Required action A
Could you write out the Tirah Field Force passage again, between "The Tirah Field" and "immensely deep snow.", inclusive, substituting "high pass" for every "mountain pass"?
Required action B
Would you pick up the Tirah Field Force account after its final sentence and carry it forward?

The Tirah Field Force – Bravery of the Sikh Troops

To get to Tirah, the Force had to march through demanding terrain and the feats of bravery in combat and mountaineering of the Indian Army have been well recorded. In one instance, some 250 men of an unspecified Indian artillery regiment were told to move their guns across a mountain pass. G. A. Henty, referencing the event, describes it as a ‘splendid feat’ when the 250 Indians led by 2 British officers brought the guns by hand (their horses having gone lame or died) through the mountain pass in just a few days through immensely deep snow.

In another incident, Chamberlain describes an attack by two unspecified Indian infantry brigades on a ridgeline (Dagrai Heights) thought to be impregnable on October 18, 1897. It took the two brigades a few hours to link up but when they did, it was found that they had only taken 9 or 10 casualties. He describes also the action of 3 regiments on October 20, 1897 – the Gordon Highlanders, the King’s Own Scottish Borderers and the 15th Sikhs whom he credits with saving a retirement of an infantry brigade from an overwhelming counterattack by the tribesmen saying ‘the retirement was only saved from being a disaster by the coolness under fire of those fine regiments’. 

It is here worth noting that the 15th Sikhs and the Gordons had taken heavy losses in a surprise attack that very day suffering some 250 casualties among them. [5]

In another instance of bravery and complete dominance by Indian troops, a Sikh battalion was given the order to secure another height from the tribesmen. Led by a Punjabi officer with a British 2IC (2nd in Command), the Battalion overwhelmed the enemy position though they were outnumbered 5 to 1.

Dataset entries
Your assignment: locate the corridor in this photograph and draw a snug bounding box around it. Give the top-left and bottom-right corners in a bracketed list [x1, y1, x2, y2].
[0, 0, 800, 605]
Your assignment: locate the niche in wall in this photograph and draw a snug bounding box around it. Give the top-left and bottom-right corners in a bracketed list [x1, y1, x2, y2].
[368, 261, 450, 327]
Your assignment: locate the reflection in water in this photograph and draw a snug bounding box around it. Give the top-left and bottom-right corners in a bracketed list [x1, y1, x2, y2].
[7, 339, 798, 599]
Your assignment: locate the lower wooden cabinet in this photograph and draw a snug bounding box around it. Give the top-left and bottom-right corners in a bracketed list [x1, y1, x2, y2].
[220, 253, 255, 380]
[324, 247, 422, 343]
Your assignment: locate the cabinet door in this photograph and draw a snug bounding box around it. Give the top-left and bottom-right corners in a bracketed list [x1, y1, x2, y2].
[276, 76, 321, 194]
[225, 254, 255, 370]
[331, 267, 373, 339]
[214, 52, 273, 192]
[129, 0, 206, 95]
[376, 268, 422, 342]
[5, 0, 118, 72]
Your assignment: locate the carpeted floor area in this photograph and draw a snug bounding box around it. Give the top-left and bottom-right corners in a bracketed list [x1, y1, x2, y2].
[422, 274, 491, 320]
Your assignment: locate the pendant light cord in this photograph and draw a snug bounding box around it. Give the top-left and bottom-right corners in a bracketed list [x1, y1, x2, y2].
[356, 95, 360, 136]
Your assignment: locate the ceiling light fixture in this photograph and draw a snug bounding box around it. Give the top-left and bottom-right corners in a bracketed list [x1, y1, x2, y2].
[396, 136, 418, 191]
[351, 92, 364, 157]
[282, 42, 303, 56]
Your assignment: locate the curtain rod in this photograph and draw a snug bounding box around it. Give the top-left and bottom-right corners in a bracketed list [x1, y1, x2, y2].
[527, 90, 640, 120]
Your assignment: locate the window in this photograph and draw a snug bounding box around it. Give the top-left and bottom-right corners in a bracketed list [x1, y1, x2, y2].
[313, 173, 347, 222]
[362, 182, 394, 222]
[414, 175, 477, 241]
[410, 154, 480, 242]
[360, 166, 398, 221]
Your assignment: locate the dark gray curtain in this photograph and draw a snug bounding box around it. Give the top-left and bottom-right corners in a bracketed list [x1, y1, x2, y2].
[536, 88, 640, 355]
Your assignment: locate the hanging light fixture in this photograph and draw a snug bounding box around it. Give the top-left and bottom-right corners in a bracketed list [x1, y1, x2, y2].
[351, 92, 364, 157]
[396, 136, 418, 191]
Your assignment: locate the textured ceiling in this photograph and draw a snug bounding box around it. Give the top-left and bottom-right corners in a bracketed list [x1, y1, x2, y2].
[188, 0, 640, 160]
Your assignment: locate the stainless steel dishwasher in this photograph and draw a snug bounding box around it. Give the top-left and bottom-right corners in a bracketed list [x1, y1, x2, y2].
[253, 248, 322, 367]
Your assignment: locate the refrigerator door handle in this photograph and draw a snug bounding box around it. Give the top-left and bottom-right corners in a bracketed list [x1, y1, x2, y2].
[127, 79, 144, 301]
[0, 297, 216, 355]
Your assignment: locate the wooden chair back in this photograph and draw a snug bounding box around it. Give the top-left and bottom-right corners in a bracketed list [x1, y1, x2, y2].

Answer space A
The Tirah Field Force – Bravery of the Sikh Troops

To get to Tirah, the Force had to march through demanding terrain and the feats of bravery in combat and mountaineering of the Indian Army have been well recorded. In one instance, some 250 men of an unspecified Indian artillery regiment were told to move their guns across a high pass. G. A. Henty, referencing the event, describes it as a ‘splendid feat’ when the 250 Indians led by 2 British officers brought the guns by hand (their horses having gone lame or died) through the high pass in just a few days through immensely deep snow.

Answer space B
The Malakand Field Force – Sikh Troops Shine Again

Churchill[6] – known for his admiration of Indian and ANZAC troops in WW2 – narrates an amazing incident where a 62-man Sikh unit was surrounded and outnumbered by the enemy. The only nearby friendly force, some British cavalry, was unable to breakthrough and rescue the Sikhs. It appears that having accepted death, the bugle sounded charge and the outnumbered men rose out of their positions and – swords drawn – charged the pathans (general word for Afghan tribesmen). Not expecting this, the pathans simply ran for no known reason and the small Sikh unit cut down hundreds of the retreating Pathans.

Churchill also describes in detail the actions of a company of the 35th Sikhs which, during a defence, had become surrounded by the pathans. With the assistance of a squadron of cavalry, the Sikh troops of the 35th broke the encirclement and drove the vastly outnumbering Pathans into a small mountainous gulley where they were massacred by the Sikhs and the cavalry.

Henty, regarding the Malakand Campaign, relays the famous story of the handful of men from the 36th Sikhs that defended Fort Saragarhi against 10,000 tribesmen. However, that story deserves its own article!

 

In Conclusion

First things first; while I have only discussed Sikh troops here, they by no means were the only brave soldiers. They were simply the ones I chose to focus on. Many different regiments were named and many soldiers were equally as brave. Secondly, the point of this article, as ever, is simply to shine a light on that which was not known and to exemplify the bravery of those unsung heroes.

 

 

What do you think of the Indian Campaigns of 1897? Let us know below.


[1] Col. T. H. Holdich, ‘Tirah’, The Geographical Journal, 12:4 (October, 1898)

[2] G. A. Henty, A Story of Chitral, Tirah and Ashantee (Blackie and Son; London, 1904)

[3] https://www.britishempire.co.uk/forces/armycampaigns/indiancampaigns/tirah.htm

[4] Churchill’s work

[5] Neville Chamberlain, ‘The Tirah Campaign’, Fortnightly Review, 63:375 (March, 1898)

[6] Winston Churchill, The Story of the Malakand Field Force (Longmans; London, 1898)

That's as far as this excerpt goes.